*** Dataset entries Section Begins ***

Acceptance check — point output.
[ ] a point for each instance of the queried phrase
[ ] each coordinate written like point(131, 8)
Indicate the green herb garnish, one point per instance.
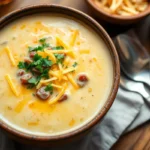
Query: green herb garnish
point(57, 48)
point(39, 48)
point(43, 40)
point(60, 58)
point(49, 88)
point(75, 64)
point(22, 65)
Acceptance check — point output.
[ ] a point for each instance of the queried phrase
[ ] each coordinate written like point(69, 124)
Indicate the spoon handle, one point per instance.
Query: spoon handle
point(136, 87)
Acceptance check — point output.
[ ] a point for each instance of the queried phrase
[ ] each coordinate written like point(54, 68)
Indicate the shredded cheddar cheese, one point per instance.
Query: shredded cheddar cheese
point(84, 51)
point(70, 78)
point(73, 38)
point(11, 85)
point(61, 43)
point(12, 60)
point(55, 100)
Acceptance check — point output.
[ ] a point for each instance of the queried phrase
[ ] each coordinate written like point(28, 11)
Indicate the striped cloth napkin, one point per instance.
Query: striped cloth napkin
point(128, 111)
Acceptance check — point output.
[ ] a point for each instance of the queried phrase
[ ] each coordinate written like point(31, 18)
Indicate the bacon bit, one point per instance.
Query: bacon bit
point(32, 54)
point(63, 98)
point(83, 78)
point(33, 123)
point(21, 72)
point(27, 60)
point(24, 79)
point(90, 90)
point(42, 94)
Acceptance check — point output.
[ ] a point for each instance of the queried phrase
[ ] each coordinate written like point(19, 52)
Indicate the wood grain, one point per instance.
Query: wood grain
point(138, 139)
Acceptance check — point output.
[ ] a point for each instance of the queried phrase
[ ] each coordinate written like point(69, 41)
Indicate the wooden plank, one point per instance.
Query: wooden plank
point(138, 139)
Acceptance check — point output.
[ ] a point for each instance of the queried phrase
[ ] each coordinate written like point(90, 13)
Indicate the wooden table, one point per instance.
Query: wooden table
point(139, 139)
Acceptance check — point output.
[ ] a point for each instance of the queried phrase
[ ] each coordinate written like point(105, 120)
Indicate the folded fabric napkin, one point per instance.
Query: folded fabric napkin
point(128, 111)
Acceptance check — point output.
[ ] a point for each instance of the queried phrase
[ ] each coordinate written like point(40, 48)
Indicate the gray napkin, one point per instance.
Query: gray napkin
point(128, 111)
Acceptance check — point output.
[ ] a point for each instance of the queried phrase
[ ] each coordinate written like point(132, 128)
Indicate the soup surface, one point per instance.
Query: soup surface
point(55, 74)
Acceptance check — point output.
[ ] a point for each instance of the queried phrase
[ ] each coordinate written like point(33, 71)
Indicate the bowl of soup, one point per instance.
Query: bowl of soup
point(59, 74)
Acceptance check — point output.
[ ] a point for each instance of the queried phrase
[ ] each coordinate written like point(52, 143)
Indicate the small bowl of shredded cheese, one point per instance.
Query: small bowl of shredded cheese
point(120, 11)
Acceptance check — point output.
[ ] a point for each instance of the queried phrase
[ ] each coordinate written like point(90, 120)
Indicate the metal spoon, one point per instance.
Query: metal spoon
point(135, 60)
point(137, 87)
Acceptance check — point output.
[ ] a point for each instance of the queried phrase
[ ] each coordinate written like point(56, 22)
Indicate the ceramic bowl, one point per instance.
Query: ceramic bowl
point(80, 132)
point(115, 19)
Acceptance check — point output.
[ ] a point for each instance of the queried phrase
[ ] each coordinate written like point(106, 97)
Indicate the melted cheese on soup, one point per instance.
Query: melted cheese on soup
point(70, 52)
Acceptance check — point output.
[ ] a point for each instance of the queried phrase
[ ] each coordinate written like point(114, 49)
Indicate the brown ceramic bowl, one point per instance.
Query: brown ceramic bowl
point(115, 19)
point(76, 134)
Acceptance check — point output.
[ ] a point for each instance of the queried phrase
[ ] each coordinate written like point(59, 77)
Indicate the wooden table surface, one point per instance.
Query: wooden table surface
point(139, 139)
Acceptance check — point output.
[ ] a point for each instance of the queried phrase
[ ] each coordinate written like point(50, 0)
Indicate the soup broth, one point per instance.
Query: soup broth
point(78, 78)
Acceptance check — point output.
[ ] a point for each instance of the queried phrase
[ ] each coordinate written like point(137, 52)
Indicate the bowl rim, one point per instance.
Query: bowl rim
point(112, 95)
point(117, 17)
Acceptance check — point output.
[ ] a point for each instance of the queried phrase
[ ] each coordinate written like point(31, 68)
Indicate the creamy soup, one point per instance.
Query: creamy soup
point(55, 74)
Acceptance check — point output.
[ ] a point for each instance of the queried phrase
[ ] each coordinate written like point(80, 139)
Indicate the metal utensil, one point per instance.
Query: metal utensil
point(137, 87)
point(135, 60)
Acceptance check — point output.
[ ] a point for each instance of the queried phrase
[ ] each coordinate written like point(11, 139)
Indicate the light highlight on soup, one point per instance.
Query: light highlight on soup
point(55, 74)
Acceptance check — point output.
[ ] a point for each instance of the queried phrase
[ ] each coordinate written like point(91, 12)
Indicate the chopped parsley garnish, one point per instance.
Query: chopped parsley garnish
point(43, 40)
point(75, 64)
point(33, 81)
point(57, 48)
point(22, 65)
point(49, 88)
point(40, 47)
point(60, 58)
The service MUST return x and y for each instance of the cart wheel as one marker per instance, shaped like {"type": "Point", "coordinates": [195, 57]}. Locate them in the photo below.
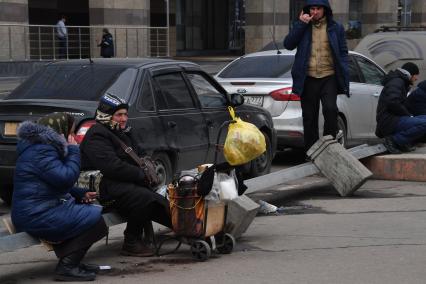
{"type": "Point", "coordinates": [228, 244]}
{"type": "Point", "coordinates": [200, 250]}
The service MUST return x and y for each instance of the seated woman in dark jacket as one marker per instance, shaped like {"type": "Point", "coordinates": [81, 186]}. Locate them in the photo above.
{"type": "Point", "coordinates": [45, 202]}
{"type": "Point", "coordinates": [123, 183]}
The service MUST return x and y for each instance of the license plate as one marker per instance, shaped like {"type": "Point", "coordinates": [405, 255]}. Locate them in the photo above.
{"type": "Point", "coordinates": [10, 128]}
{"type": "Point", "coordinates": [254, 100]}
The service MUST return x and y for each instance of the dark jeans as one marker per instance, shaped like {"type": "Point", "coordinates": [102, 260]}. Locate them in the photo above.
{"type": "Point", "coordinates": [409, 130]}
{"type": "Point", "coordinates": [318, 90]}
{"type": "Point", "coordinates": [63, 42]}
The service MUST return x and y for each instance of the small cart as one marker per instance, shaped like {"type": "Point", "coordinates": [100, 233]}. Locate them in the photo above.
{"type": "Point", "coordinates": [199, 223]}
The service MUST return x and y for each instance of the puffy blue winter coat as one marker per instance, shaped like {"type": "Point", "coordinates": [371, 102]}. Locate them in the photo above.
{"type": "Point", "coordinates": [46, 170]}
{"type": "Point", "coordinates": [300, 37]}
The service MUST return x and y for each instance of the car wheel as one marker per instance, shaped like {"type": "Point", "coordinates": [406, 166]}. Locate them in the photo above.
{"type": "Point", "coordinates": [163, 167]}
{"type": "Point", "coordinates": [6, 192]}
{"type": "Point", "coordinates": [342, 134]}
{"type": "Point", "coordinates": [262, 164]}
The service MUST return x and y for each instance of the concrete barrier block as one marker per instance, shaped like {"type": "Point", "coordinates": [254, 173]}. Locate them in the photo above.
{"type": "Point", "coordinates": [240, 214]}
{"type": "Point", "coordinates": [342, 169]}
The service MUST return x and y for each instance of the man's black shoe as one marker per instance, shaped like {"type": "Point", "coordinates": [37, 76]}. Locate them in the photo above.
{"type": "Point", "coordinates": [391, 146]}
{"type": "Point", "coordinates": [90, 267]}
{"type": "Point", "coordinates": [407, 148]}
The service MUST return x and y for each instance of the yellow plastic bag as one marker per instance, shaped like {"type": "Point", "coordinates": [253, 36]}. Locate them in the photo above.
{"type": "Point", "coordinates": [244, 141]}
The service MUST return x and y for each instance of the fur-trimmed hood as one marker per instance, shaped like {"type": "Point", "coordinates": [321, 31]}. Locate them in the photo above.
{"type": "Point", "coordinates": [324, 3]}
{"type": "Point", "coordinates": [32, 133]}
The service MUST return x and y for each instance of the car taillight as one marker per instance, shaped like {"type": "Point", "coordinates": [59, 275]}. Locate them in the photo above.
{"type": "Point", "coordinates": [79, 136]}
{"type": "Point", "coordinates": [284, 94]}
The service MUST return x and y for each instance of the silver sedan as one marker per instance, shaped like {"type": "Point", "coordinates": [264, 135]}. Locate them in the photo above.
{"type": "Point", "coordinates": [264, 78]}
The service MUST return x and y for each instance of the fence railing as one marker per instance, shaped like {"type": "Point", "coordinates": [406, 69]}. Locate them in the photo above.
{"type": "Point", "coordinates": [39, 42]}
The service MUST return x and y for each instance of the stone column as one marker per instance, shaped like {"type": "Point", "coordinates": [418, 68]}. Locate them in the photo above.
{"type": "Point", "coordinates": [260, 23]}
{"type": "Point", "coordinates": [377, 13]}
{"type": "Point", "coordinates": [14, 37]}
{"type": "Point", "coordinates": [418, 14]}
{"type": "Point", "coordinates": [128, 22]}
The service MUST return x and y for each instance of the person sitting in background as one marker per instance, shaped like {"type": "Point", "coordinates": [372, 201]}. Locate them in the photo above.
{"type": "Point", "coordinates": [45, 202]}
{"type": "Point", "coordinates": [399, 128]}
{"type": "Point", "coordinates": [416, 101]}
{"type": "Point", "coordinates": [124, 185]}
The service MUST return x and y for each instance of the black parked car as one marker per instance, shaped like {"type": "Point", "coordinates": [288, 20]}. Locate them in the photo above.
{"type": "Point", "coordinates": [176, 110]}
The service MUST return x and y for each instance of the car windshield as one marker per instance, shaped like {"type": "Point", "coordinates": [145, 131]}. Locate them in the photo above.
{"type": "Point", "coordinates": [271, 66]}
{"type": "Point", "coordinates": [73, 82]}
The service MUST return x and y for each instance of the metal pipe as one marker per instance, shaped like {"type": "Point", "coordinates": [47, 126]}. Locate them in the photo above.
{"type": "Point", "coordinates": [79, 40]}
{"type": "Point", "coordinates": [10, 44]}
{"type": "Point", "coordinates": [168, 27]}
{"type": "Point", "coordinates": [39, 44]}
{"type": "Point", "coordinates": [54, 43]}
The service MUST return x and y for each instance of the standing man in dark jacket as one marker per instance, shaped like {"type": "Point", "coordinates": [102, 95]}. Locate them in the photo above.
{"type": "Point", "coordinates": [416, 101]}
{"type": "Point", "coordinates": [106, 44]}
{"type": "Point", "coordinates": [320, 69]}
{"type": "Point", "coordinates": [394, 122]}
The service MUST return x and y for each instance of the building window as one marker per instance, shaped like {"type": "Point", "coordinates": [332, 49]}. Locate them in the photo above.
{"type": "Point", "coordinates": [404, 12]}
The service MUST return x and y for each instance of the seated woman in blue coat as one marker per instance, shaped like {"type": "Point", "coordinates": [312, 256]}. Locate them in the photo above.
{"type": "Point", "coordinates": [45, 202]}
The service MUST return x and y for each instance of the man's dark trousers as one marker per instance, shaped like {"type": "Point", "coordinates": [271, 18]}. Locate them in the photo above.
{"type": "Point", "coordinates": [316, 90]}
{"type": "Point", "coordinates": [409, 130]}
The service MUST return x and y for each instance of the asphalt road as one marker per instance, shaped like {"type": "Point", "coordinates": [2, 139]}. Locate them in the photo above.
{"type": "Point", "coordinates": [377, 236]}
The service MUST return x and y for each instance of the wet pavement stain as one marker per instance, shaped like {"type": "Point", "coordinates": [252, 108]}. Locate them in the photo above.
{"type": "Point", "coordinates": [132, 269]}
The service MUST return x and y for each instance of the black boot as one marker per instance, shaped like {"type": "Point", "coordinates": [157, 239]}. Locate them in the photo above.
{"type": "Point", "coordinates": [90, 267]}
{"type": "Point", "coordinates": [133, 246]}
{"type": "Point", "coordinates": [69, 269]}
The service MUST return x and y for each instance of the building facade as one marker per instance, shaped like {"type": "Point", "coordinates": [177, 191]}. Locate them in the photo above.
{"type": "Point", "coordinates": [196, 27]}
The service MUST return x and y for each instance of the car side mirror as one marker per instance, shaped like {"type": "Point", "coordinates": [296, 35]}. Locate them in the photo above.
{"type": "Point", "coordinates": [236, 99]}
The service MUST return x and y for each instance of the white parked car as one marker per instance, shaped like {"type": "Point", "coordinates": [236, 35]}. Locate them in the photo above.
{"type": "Point", "coordinates": [264, 78]}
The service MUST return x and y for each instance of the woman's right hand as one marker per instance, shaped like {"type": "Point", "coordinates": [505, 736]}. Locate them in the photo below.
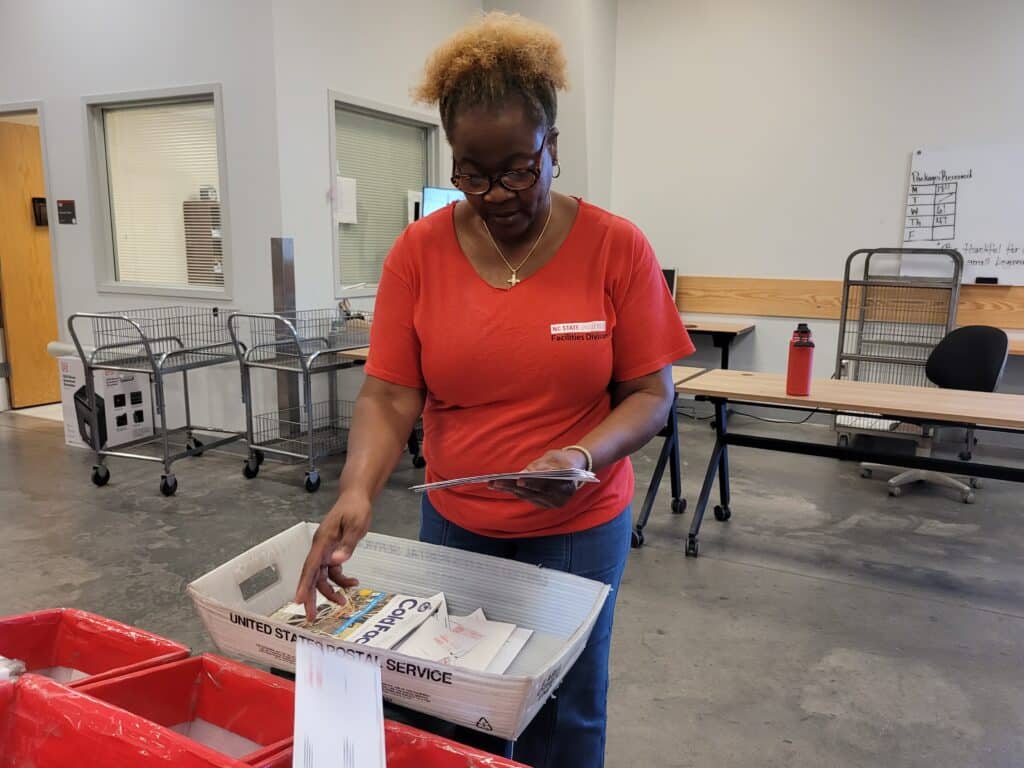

*** Dataset entries Section Ends ***

— Problem —
Print the data exactly, from its first line to the line containing "[ ] each coordinate written like point(69, 124)", both included. Omit the pictures.

— Problem solution —
Acceptance check — point output.
[ ] a point for each instance of the queried phrase
[ ] each coordinate written like point(131, 8)
Indicate the green herb garnish, one point per instance.
Query: green herb garnish
point(57, 48)
point(39, 48)
point(43, 40)
point(60, 58)
point(49, 88)
point(75, 64)
point(22, 65)
Acceptance check — point output.
[ ] a point for each instance of the queried phrase
[ ] each coordinate written like point(69, 124)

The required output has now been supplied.